> Dataset excerpts
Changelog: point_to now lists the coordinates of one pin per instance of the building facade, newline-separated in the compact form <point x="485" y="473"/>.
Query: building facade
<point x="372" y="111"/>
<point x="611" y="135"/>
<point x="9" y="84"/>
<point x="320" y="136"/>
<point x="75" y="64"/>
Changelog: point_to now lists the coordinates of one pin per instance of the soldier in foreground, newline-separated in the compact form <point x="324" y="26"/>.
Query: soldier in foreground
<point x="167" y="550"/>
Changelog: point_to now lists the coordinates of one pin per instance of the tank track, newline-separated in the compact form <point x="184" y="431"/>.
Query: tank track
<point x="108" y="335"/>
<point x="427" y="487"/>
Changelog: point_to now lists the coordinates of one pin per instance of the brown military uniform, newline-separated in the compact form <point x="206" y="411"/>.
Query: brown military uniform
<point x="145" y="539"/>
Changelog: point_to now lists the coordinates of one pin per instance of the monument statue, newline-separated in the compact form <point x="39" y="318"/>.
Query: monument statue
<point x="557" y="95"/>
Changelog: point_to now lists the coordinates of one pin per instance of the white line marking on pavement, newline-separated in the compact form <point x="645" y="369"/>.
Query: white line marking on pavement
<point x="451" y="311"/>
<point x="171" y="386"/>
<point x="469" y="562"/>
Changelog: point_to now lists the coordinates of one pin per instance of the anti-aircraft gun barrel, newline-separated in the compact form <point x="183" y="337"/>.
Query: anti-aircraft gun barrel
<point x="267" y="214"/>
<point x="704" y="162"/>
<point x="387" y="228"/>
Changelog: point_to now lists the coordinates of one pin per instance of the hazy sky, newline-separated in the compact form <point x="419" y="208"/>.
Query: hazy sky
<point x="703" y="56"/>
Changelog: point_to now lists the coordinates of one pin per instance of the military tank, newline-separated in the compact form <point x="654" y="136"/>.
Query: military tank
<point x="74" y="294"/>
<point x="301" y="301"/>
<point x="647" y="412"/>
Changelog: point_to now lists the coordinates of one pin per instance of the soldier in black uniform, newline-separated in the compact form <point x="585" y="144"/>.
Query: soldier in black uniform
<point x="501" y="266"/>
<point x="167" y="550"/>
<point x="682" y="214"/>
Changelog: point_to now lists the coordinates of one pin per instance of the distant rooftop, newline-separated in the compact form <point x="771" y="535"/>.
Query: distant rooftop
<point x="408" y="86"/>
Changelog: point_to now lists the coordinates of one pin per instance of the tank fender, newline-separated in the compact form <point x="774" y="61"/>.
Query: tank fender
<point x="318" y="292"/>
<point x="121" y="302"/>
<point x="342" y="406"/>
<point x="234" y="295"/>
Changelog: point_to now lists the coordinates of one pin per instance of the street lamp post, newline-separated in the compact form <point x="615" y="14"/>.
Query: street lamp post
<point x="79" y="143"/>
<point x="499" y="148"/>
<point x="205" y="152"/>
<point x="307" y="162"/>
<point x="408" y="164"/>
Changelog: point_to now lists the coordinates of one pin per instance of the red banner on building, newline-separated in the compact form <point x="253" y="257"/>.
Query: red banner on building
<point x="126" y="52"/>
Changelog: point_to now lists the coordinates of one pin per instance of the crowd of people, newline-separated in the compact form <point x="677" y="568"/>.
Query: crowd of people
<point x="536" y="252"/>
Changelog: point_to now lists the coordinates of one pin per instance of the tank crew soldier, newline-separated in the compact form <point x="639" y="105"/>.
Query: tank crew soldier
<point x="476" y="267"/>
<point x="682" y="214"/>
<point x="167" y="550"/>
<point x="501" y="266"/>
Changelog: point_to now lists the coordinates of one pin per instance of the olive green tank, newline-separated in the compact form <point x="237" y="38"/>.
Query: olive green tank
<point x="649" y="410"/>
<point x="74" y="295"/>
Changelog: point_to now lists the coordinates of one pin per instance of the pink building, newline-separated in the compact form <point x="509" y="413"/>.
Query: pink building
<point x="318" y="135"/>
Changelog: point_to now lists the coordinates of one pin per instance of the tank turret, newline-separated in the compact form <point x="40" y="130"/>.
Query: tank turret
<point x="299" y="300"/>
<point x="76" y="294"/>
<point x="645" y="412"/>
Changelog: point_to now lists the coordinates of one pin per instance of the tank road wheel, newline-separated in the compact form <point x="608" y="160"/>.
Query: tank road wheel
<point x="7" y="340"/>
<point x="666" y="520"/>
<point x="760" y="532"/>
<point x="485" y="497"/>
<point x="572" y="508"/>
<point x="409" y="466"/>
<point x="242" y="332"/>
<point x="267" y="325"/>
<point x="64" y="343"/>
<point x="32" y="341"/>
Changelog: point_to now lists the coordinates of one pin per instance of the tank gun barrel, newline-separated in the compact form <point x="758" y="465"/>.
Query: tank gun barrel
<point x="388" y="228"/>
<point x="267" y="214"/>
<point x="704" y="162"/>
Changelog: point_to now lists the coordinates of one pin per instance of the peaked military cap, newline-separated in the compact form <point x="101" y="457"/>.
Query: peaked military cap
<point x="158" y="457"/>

--

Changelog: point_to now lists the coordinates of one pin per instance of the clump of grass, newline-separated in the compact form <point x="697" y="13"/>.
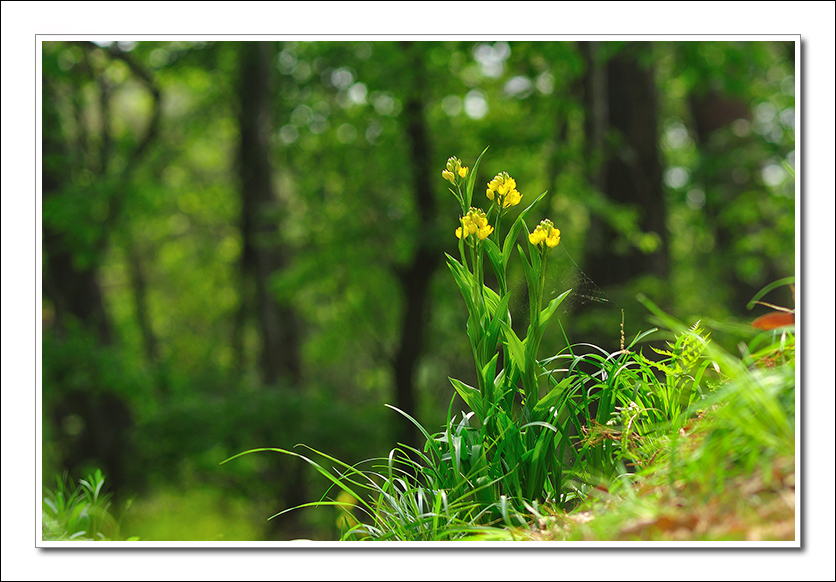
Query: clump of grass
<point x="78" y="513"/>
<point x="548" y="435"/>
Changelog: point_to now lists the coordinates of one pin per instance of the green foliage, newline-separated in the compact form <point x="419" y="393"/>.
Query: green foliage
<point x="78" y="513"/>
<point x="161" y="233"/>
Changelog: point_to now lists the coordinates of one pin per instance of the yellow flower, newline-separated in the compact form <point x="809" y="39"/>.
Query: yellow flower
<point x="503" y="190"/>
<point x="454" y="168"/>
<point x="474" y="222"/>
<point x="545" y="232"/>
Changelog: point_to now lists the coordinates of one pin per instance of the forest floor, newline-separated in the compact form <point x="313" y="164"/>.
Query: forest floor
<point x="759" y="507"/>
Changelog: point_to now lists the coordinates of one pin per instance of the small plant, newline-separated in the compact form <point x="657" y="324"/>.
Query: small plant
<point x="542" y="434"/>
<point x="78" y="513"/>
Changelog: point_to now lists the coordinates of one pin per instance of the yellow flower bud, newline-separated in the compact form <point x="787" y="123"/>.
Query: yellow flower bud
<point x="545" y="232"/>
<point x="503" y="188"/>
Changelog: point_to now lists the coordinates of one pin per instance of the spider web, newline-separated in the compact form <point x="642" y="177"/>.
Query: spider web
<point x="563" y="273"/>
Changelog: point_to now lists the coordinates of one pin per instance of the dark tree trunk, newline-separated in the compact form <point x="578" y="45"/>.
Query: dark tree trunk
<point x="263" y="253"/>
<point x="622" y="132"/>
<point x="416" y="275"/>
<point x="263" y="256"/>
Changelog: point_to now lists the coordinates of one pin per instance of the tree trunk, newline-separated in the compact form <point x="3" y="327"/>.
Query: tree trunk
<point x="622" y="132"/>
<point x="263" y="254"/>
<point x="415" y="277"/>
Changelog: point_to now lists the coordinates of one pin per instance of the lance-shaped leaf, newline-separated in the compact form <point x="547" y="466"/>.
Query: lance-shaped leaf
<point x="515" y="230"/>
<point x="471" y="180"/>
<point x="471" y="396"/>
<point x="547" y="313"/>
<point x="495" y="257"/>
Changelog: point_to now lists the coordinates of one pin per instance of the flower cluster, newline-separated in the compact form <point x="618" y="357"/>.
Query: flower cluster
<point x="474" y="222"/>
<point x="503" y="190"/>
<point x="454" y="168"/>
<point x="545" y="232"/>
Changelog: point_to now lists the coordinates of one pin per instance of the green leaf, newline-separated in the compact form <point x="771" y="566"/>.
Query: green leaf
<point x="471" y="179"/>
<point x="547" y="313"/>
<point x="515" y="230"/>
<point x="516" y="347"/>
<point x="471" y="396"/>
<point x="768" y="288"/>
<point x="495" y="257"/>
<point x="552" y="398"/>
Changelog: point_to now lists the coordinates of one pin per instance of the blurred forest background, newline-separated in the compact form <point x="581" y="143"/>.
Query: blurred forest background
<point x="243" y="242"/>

> Task
Gather every line in the entries above that contains the word "post", with case counting.

> Solved exercise
Changelog: point_to now lists the coordinates of one pin per instance of the street lamp post, newline-separated in the compact form <point x="615" y="14"/>.
Query: street lamp post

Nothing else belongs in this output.